◆ DATA TO USE
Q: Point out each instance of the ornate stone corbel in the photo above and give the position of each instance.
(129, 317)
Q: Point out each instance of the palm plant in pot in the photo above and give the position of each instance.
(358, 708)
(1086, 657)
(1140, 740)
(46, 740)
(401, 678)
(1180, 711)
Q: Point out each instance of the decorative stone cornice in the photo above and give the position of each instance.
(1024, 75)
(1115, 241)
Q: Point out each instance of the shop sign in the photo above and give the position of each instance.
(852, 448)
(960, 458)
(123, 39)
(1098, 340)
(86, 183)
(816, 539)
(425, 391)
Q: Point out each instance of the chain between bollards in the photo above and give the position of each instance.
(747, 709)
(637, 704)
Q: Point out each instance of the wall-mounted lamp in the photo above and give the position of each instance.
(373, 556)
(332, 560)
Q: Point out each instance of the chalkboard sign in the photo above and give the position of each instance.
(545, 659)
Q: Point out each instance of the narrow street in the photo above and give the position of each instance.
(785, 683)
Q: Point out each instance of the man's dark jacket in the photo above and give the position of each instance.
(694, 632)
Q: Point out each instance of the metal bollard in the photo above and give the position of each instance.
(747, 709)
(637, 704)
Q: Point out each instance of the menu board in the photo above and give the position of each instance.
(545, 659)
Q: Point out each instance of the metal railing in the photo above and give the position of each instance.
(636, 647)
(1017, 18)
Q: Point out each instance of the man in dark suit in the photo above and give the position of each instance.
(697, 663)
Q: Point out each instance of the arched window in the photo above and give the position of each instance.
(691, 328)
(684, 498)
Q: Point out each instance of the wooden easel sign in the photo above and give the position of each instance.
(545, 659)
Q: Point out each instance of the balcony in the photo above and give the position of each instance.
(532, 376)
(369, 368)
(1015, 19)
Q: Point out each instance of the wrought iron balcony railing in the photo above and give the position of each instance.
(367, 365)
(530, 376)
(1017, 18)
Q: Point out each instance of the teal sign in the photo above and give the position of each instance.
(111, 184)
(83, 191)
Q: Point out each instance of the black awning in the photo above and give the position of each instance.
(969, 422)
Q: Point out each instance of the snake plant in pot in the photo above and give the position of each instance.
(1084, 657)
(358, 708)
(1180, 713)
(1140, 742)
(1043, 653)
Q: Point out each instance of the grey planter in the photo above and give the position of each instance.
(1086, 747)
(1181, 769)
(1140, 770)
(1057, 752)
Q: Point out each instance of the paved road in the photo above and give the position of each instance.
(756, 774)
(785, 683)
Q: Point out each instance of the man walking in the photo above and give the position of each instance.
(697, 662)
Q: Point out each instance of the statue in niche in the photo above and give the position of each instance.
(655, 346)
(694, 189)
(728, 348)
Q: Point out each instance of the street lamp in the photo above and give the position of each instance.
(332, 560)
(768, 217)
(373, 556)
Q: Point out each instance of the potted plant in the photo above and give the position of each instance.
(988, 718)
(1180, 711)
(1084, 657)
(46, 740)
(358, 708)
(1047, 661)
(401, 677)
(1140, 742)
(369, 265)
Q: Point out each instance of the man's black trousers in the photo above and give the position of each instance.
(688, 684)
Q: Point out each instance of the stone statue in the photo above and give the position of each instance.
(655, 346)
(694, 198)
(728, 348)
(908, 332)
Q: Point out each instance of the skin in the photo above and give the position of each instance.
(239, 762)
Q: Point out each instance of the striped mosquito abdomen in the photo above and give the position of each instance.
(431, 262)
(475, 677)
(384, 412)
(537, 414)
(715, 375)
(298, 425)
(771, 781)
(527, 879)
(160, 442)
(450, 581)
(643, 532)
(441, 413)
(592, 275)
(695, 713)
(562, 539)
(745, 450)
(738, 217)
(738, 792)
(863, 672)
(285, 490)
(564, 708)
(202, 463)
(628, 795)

◆ REQUIREMENTS
Rewrite the data starting at the line that contains "Q: Point out each instance of the man's black" and ending at the last line of the data, both included. Keep every line as it is except the coordinate pairs, which should each be multiplied by 0.35 and rounded to whole numbers, with halves rounded up.

◆ ANSWER TO THIS PROBLEM
Q: Point out each instance of the man's black trousers in the photo above and give the position of each instance.
(241, 239)
Q: Point out each instance of the stone statue in the photo above and give the position of each instance.
(229, 121)
(243, 69)
(255, 122)
(318, 116)
Q: Point out each instance of the skin in the photo above and give the position of each instance.
(84, 267)
Q: Point out each instance of the striped mosquito abdomen in the photo above and give the position of each instance.
(151, 92)
(166, 237)
(134, 144)
(188, 145)
(250, 131)
(104, 149)
(270, 273)
(184, 308)
(56, 155)
(158, 203)
(225, 186)
(154, 145)
(207, 96)
(243, 250)
(197, 189)
(261, 158)
(258, 76)
(258, 277)
(302, 235)
(100, 172)
(197, 248)
(71, 162)
(220, 278)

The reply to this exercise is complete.